EXERCISE BRIEF — Look in the data below for the line that contains "[segment] **translucent shell**". Copy that line and the remaining lines exactly.

LISTED RECORDS —
◇ ◇ ◇ ◇

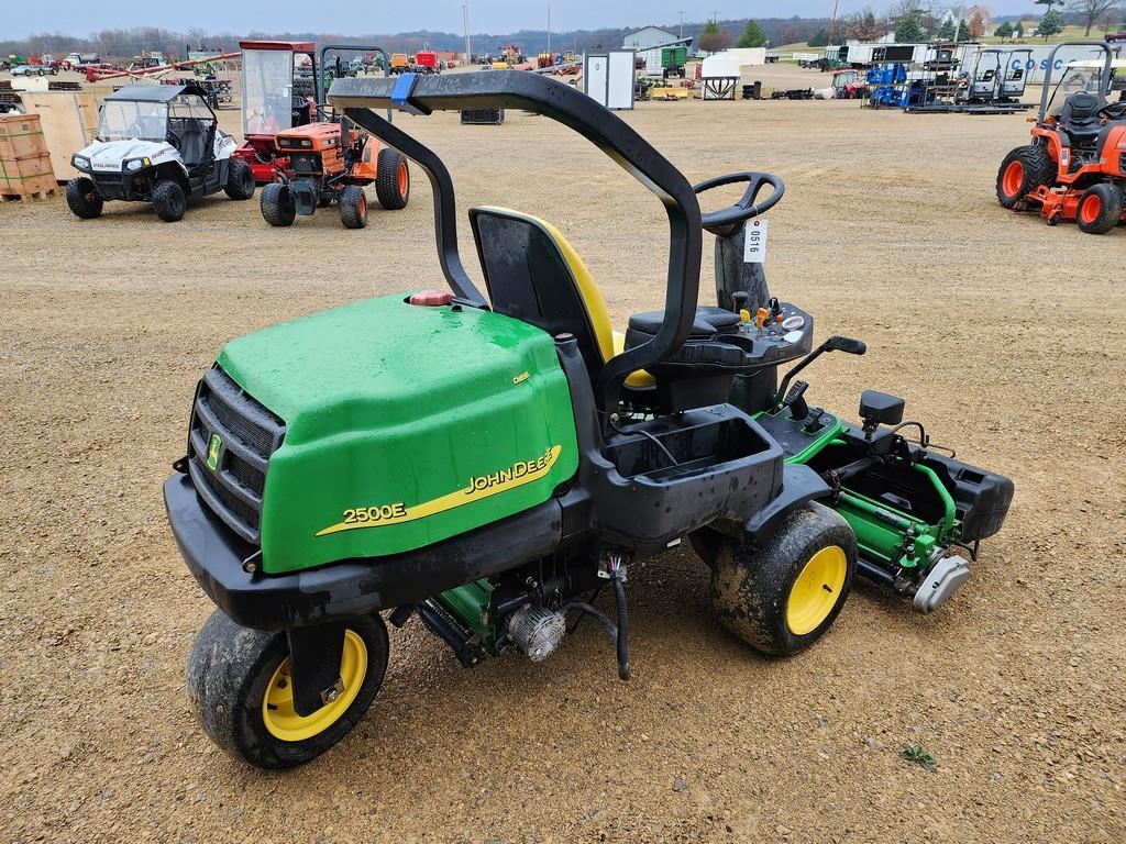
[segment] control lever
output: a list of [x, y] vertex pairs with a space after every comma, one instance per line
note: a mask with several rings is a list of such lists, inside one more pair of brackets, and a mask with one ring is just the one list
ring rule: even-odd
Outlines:
[[790, 419], [798, 422], [810, 415], [810, 405], [803, 397], [810, 385], [805, 381], [794, 381], [794, 386], [786, 392], [786, 397], [781, 399], [783, 407], [789, 407]]
[[781, 379], [781, 386], [778, 387], [778, 392], [775, 394], [776, 410], [781, 407], [785, 403], [785, 396], [787, 395], [786, 390], [788, 389], [789, 383], [794, 376], [810, 366], [810, 363], [820, 358], [826, 351], [842, 351], [847, 354], [864, 354], [868, 351], [868, 347], [865, 345], [863, 340], [854, 340], [852, 338], [833, 334], [831, 338], [825, 340], [825, 342], [802, 358], [796, 367], [786, 372], [786, 377]]

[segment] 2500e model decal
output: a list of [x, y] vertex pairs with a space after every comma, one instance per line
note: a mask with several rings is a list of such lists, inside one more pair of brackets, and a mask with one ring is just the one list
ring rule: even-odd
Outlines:
[[517, 460], [508, 468], [490, 475], [474, 475], [463, 488], [432, 501], [425, 501], [421, 504], [406, 506], [404, 502], [400, 501], [391, 504], [365, 504], [348, 508], [341, 513], [341, 521], [316, 531], [316, 536], [324, 537], [343, 530], [382, 528], [387, 524], [412, 522], [415, 519], [426, 519], [428, 515], [444, 513], [473, 501], [488, 499], [490, 495], [507, 490], [515, 490], [544, 477], [555, 465], [562, 450], [562, 446], [552, 446], [534, 460]]

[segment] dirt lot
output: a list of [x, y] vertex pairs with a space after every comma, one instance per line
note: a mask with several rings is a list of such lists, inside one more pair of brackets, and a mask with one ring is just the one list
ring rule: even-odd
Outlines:
[[[175, 225], [137, 205], [80, 222], [61, 198], [3, 204], [0, 839], [1126, 839], [1126, 230], [995, 204], [1022, 116], [765, 101], [623, 117], [692, 180], [786, 180], [774, 290], [869, 349], [819, 362], [812, 401], [852, 412], [864, 387], [896, 392], [936, 442], [1016, 479], [968, 586], [926, 618], [861, 587], [816, 647], [775, 662], [722, 631], [705, 568], [679, 551], [629, 581], [631, 683], [593, 625], [542, 665], [465, 671], [411, 621], [339, 747], [251, 770], [188, 710], [212, 605], [160, 486], [226, 340], [440, 286], [428, 186], [359, 232], [331, 209], [272, 230], [257, 200], [222, 197]], [[662, 213], [578, 136], [519, 113], [401, 125], [447, 156], [464, 207], [556, 223], [616, 321], [658, 306]]]

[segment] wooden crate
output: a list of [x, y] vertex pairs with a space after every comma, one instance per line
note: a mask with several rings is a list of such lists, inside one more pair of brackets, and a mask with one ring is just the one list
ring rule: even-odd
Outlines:
[[28, 114], [37, 114], [51, 153], [55, 178], [66, 181], [79, 176], [70, 165], [71, 155], [93, 142], [98, 133], [99, 96], [93, 91], [35, 91], [24, 95]]
[[0, 161], [46, 151], [38, 115], [0, 115]]
[[26, 198], [36, 194], [51, 194], [55, 189], [55, 173], [46, 152], [0, 159], [0, 196]]

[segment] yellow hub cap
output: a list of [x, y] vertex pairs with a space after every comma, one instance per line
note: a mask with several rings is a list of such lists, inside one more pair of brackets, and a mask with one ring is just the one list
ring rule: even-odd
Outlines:
[[283, 742], [302, 742], [323, 733], [348, 711], [356, 700], [367, 674], [367, 648], [364, 640], [351, 630], [345, 630], [345, 649], [340, 658], [340, 680], [343, 691], [309, 716], [300, 716], [293, 708], [293, 679], [289, 676], [289, 657], [270, 677], [262, 698], [262, 722], [275, 738]]
[[848, 558], [844, 549], [830, 545], [810, 557], [794, 581], [786, 600], [786, 627], [795, 636], [816, 630], [840, 600]]

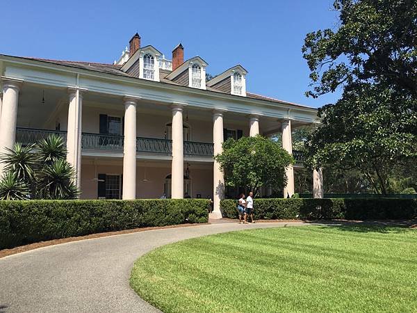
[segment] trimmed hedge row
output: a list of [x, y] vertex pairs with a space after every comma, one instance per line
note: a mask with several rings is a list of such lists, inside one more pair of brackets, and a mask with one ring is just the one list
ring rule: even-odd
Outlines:
[[[223, 217], [238, 218], [237, 200], [220, 202]], [[386, 220], [417, 218], [416, 199], [254, 199], [257, 219]]]
[[206, 223], [206, 199], [0, 201], [0, 249], [97, 232]]

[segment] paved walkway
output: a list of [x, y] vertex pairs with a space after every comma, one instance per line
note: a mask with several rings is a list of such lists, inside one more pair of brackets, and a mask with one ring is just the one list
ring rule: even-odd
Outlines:
[[130, 289], [135, 260], [192, 237], [298, 222], [219, 223], [87, 239], [0, 259], [0, 312], [158, 312]]

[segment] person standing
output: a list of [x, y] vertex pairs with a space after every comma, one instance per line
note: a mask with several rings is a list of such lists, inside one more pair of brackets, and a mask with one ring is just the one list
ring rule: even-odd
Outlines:
[[246, 198], [246, 216], [250, 217], [251, 222], [255, 223], [254, 221], [254, 200], [252, 197], [254, 196], [254, 193], [252, 191], [249, 193], [249, 195]]
[[238, 202], [238, 210], [239, 211], [239, 224], [243, 220], [244, 224], [247, 224], [246, 221], [246, 201], [245, 200], [245, 193], [240, 193], [240, 198]]

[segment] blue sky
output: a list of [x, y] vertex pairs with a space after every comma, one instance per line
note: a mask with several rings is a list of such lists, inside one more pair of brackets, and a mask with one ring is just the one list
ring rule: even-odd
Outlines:
[[[156, 3], [156, 4], [154, 4]], [[0, 54], [112, 63], [137, 31], [171, 58], [199, 56], [216, 74], [241, 64], [249, 91], [313, 107], [339, 94], [306, 98], [306, 33], [334, 28], [332, 0], [1, 1]]]

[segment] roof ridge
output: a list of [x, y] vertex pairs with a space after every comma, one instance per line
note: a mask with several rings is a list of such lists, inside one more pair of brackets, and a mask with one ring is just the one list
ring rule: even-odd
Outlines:
[[88, 61], [75, 61], [70, 60], [56, 60], [54, 58], [33, 58], [33, 56], [26, 56], [26, 58], [31, 58], [32, 60], [39, 60], [44, 61], [54, 61], [54, 62], [72, 62], [73, 63], [83, 63], [83, 64], [95, 64], [98, 65], [117, 65], [117, 64], [113, 63], [101, 63], [99, 62], [88, 62]]

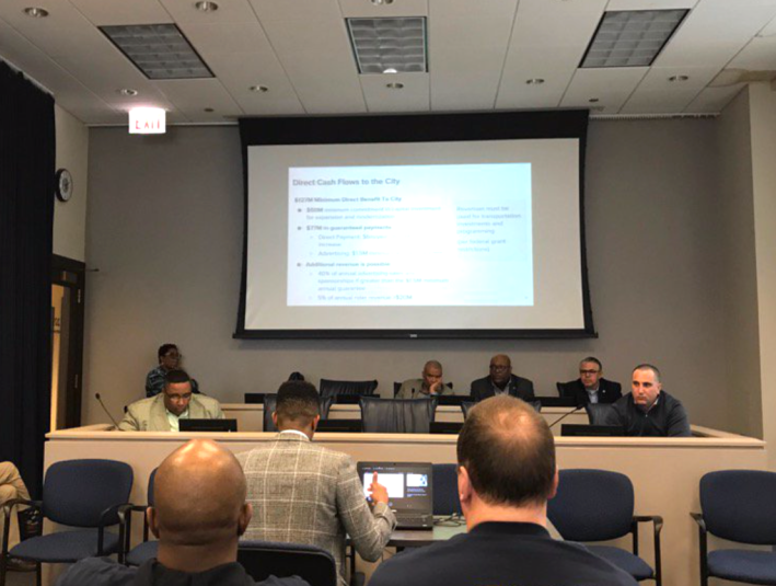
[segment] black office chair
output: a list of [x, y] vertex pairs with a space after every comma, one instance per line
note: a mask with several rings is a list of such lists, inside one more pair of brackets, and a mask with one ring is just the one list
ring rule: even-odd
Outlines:
[[370, 395], [378, 389], [378, 381], [321, 379], [318, 389], [321, 397]]
[[[594, 554], [624, 570], [637, 581], [662, 584], [660, 516], [634, 516], [634, 485], [619, 472], [560, 470], [558, 491], [547, 503], [547, 517], [567, 541], [609, 541], [633, 536], [633, 553], [611, 545], [588, 545]], [[655, 538], [655, 571], [638, 555], [638, 524], [651, 522]]]
[[433, 464], [433, 514], [461, 516], [458, 464]]
[[428, 434], [437, 410], [435, 399], [362, 397], [359, 405], [367, 434]]
[[[328, 420], [328, 412], [332, 409], [332, 403], [334, 403], [334, 397], [321, 397], [318, 399], [318, 409], [321, 410], [321, 418]], [[264, 395], [264, 430], [265, 432], [277, 432], [278, 427], [273, 421], [273, 413], [278, 404], [277, 394], [265, 394]]]
[[241, 541], [238, 562], [256, 582], [269, 576], [299, 576], [310, 586], [337, 586], [337, 565], [329, 552], [315, 545]]
[[760, 545], [776, 545], [776, 473], [722, 470], [700, 479], [698, 524], [700, 585], [709, 577], [749, 584], [776, 584], [776, 553], [725, 549], [709, 553], [707, 535]]
[[621, 425], [612, 403], [588, 403], [584, 405], [590, 425]]
[[[153, 506], [153, 481], [157, 478], [157, 470], [159, 469], [154, 468], [151, 471], [151, 475], [148, 478], [148, 489], [146, 493], [147, 504], [127, 505], [121, 510], [126, 536], [124, 543], [124, 560], [127, 565], [142, 565], [148, 560], [155, 558], [157, 552], [159, 551], [159, 541], [148, 540], [150, 536], [148, 530], [148, 517], [146, 516], [146, 509]], [[142, 542], [130, 550], [129, 545], [132, 537], [132, 513], [140, 513], [142, 515]]]

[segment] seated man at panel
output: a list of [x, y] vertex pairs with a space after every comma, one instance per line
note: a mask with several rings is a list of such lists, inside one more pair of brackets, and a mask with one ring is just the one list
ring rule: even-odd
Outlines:
[[370, 509], [350, 456], [312, 441], [321, 418], [318, 394], [309, 382], [283, 382], [273, 421], [280, 433], [274, 441], [238, 455], [247, 478], [247, 502], [254, 521], [245, 539], [317, 545], [334, 555], [345, 584], [345, 538], [369, 562], [380, 559], [396, 517], [387, 506], [387, 490], [370, 491]]
[[483, 401], [497, 394], [509, 394], [523, 401], [533, 399], [533, 382], [512, 375], [512, 361], [505, 354], [490, 358], [490, 375], [472, 382], [472, 400]]
[[164, 391], [136, 401], [118, 424], [123, 432], [178, 432], [181, 420], [223, 420], [216, 399], [192, 394], [192, 379], [183, 370], [166, 374]]
[[[164, 389], [164, 377], [171, 370], [179, 370], [183, 356], [175, 344], [162, 344], [157, 353], [159, 366], [146, 377], [146, 397], [157, 397]], [[192, 392], [199, 392], [199, 384], [192, 379]]]
[[[196, 495], [196, 506], [190, 498]], [[154, 506], [147, 512], [159, 539], [157, 559], [128, 567], [108, 558], [72, 565], [57, 586], [308, 586], [297, 577], [255, 583], [238, 563], [238, 539], [251, 520], [245, 476], [232, 452], [209, 439], [193, 439], [157, 470]]]
[[588, 403], [614, 403], [623, 397], [619, 382], [603, 378], [603, 365], [594, 356], [579, 363], [579, 378], [563, 386], [564, 397], [570, 397], [578, 405]]
[[531, 406], [511, 397], [475, 405], [459, 435], [458, 463], [468, 532], [395, 555], [370, 586], [635, 586], [583, 545], [551, 538], [555, 443]]
[[691, 437], [687, 412], [662, 389], [660, 370], [652, 365], [638, 365], [630, 392], [614, 403], [612, 423], [622, 425], [628, 436]]
[[424, 366], [422, 378], [405, 380], [396, 393], [396, 399], [427, 399], [449, 391], [450, 388], [442, 381], [442, 365], [437, 360], [429, 360]]

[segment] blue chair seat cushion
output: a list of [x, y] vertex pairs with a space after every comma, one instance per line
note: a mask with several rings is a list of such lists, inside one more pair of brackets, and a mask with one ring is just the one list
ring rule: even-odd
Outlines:
[[717, 550], [708, 554], [710, 576], [746, 582], [776, 584], [776, 553], [769, 551]]
[[157, 556], [159, 541], [143, 541], [127, 553], [127, 565], [142, 565]]
[[[105, 531], [103, 554], [118, 552], [118, 536]], [[14, 558], [30, 562], [73, 563], [97, 555], [97, 530], [79, 529], [33, 537], [22, 541], [10, 552]]]
[[649, 579], [655, 574], [647, 562], [627, 550], [610, 545], [588, 545], [588, 549], [599, 558], [624, 570], [637, 581]]

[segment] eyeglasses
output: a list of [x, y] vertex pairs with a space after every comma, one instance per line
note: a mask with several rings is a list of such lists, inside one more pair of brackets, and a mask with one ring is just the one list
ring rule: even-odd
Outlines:
[[505, 365], [490, 365], [490, 370], [496, 370], [497, 372], [502, 372], [505, 370], [509, 370], [510, 368], [512, 367]]

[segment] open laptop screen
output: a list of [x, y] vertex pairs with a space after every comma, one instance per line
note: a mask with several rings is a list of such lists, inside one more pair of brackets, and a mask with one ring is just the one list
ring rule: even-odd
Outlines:
[[392, 509], [397, 513], [431, 513], [433, 474], [430, 462], [359, 462], [358, 475], [367, 497], [374, 472], [378, 473], [378, 482], [387, 489]]

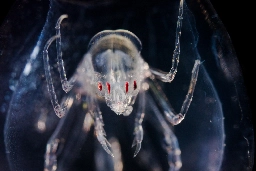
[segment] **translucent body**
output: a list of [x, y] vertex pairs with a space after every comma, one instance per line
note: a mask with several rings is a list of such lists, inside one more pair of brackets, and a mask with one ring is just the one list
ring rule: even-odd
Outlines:
[[[187, 1], [188, 8], [184, 5], [181, 53], [175, 79], [171, 84], [147, 82], [151, 88], [144, 95], [138, 94], [128, 117], [110, 110], [103, 96], [99, 98], [97, 95], [97, 99], [79, 97], [78, 84], [65, 93], [61, 89], [53, 43], [49, 55], [56, 94], [59, 100], [70, 99], [69, 114], [62, 119], [56, 117], [50, 103], [42, 59], [43, 48], [54, 35], [60, 15], [69, 15], [61, 26], [67, 78], [76, 75], [76, 69], [81, 66], [79, 63], [89, 51], [87, 45], [97, 32], [120, 28], [132, 31], [140, 38], [143, 44], [141, 56], [149, 66], [169, 71], [175, 49], [179, 1], [155, 1], [147, 2], [147, 5], [141, 1], [105, 4], [51, 1], [50, 9], [49, 4], [43, 3], [40, 2], [38, 8], [33, 5], [27, 11], [43, 8], [45, 13], [34, 11], [35, 18], [31, 13], [23, 14], [22, 18], [26, 20], [12, 22], [17, 24], [13, 26], [15, 29], [24, 29], [8, 37], [10, 46], [8, 53], [4, 52], [6, 60], [13, 59], [9, 61], [12, 73], [4, 79], [10, 84], [3, 84], [7, 88], [2, 89], [9, 90], [10, 87], [12, 90], [12, 96], [4, 93], [12, 97], [4, 130], [5, 151], [12, 170], [43, 170], [45, 164], [52, 169], [57, 166], [58, 170], [114, 170], [114, 165], [133, 171], [168, 170], [175, 161], [182, 163], [180, 170], [250, 170], [254, 140], [247, 119], [250, 118], [249, 108], [243, 98], [243, 81], [229, 37], [209, 2]], [[17, 10], [15, 14], [19, 14]], [[6, 30], [10, 30], [8, 28]], [[21, 35], [23, 39], [18, 39]], [[197, 59], [204, 62], [200, 65], [193, 101], [186, 118], [173, 128], [159, 106], [164, 102], [171, 103], [173, 111], [180, 111]], [[88, 77], [83, 78], [90, 81]], [[84, 85], [93, 85], [90, 86], [92, 89], [87, 87], [84, 91], [100, 95], [97, 80], [92, 82]], [[129, 83], [129, 90], [132, 85]], [[102, 87], [106, 88], [106, 85], [102, 84]], [[125, 84], [122, 90], [126, 90]], [[154, 91], [158, 96], [154, 96]], [[162, 101], [157, 98], [163, 96]], [[98, 116], [97, 126], [88, 114], [88, 101], [94, 100], [103, 116]], [[135, 118], [143, 103], [145, 115], [139, 117], [144, 117], [141, 125], [144, 132], [135, 134], [137, 140], [143, 135], [143, 142], [140, 152], [133, 158], [133, 132], [135, 122], [140, 123]], [[104, 141], [104, 134], [94, 138], [95, 130], [103, 130], [101, 119], [114, 158], [97, 141], [97, 138]]]

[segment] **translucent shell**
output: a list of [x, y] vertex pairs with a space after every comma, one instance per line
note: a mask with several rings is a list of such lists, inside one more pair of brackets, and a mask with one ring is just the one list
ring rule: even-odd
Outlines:
[[[89, 43], [99, 94], [116, 113], [129, 115], [143, 79], [141, 42], [127, 30], [105, 30]], [[99, 86], [100, 85], [100, 86]]]

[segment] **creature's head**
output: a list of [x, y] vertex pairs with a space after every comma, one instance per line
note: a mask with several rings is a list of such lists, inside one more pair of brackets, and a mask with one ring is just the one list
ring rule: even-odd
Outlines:
[[140, 40], [126, 30], [105, 30], [89, 48], [99, 94], [116, 114], [129, 115], [143, 79]]

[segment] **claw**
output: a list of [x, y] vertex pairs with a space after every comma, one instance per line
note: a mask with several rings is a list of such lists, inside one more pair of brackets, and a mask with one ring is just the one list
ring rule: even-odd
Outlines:
[[[135, 139], [134, 139], [134, 140], [135, 140]], [[134, 147], [135, 145], [136, 145], [136, 149], [135, 149], [135, 152], [134, 152], [134, 154], [133, 154], [133, 157], [136, 157], [137, 154], [139, 153], [140, 148], [141, 148], [141, 142], [133, 141], [132, 147]]]
[[133, 157], [135, 157], [139, 153], [141, 148], [141, 142], [143, 140], [143, 129], [141, 125], [135, 127], [134, 134], [135, 137], [133, 139], [132, 147], [136, 146], [136, 149]]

◇ ◇ ◇ ◇

FINISHED EXERCISE —
[segment] **translucent shell**
output: a list of [x, y] vertex pairs with a space after every comma, one instance per line
note: a mask with several rings is a list of such lists, inside one more pair of brackets, and a mask with one ring is just the one list
ring rule: even-odd
Outlines:
[[[89, 43], [99, 94], [116, 113], [129, 115], [143, 79], [141, 42], [127, 30], [105, 30]], [[99, 86], [100, 85], [100, 86]]]

[segment] **creature's head**
output: a list of [x, y] vertex pairs with a space after every comma, one instance per line
note: a mask with several rings is a list of such lists, inside one more pair of brackets, and a mask with one ring is just the one list
ring rule: even-odd
Outlines:
[[140, 40], [126, 30], [105, 30], [89, 48], [99, 94], [116, 114], [129, 115], [143, 79]]

[segment] **claw**
output: a list of [x, y] vertex pairs with a space after every comma, one instance per line
note: a mask with several rings is a list of such lists, inside one more pair of brackets, and a mask with one ring is just the one list
ring rule: even-odd
Outlines:
[[[135, 139], [134, 139], [134, 140], [135, 140]], [[134, 147], [135, 145], [136, 145], [136, 149], [135, 149], [135, 152], [134, 152], [134, 154], [133, 154], [133, 157], [136, 157], [137, 154], [139, 153], [140, 148], [141, 148], [141, 142], [133, 141], [132, 147]]]
[[133, 157], [135, 157], [139, 153], [141, 148], [141, 142], [143, 140], [143, 129], [141, 125], [135, 127], [134, 134], [135, 137], [133, 139], [132, 147], [136, 146], [136, 149]]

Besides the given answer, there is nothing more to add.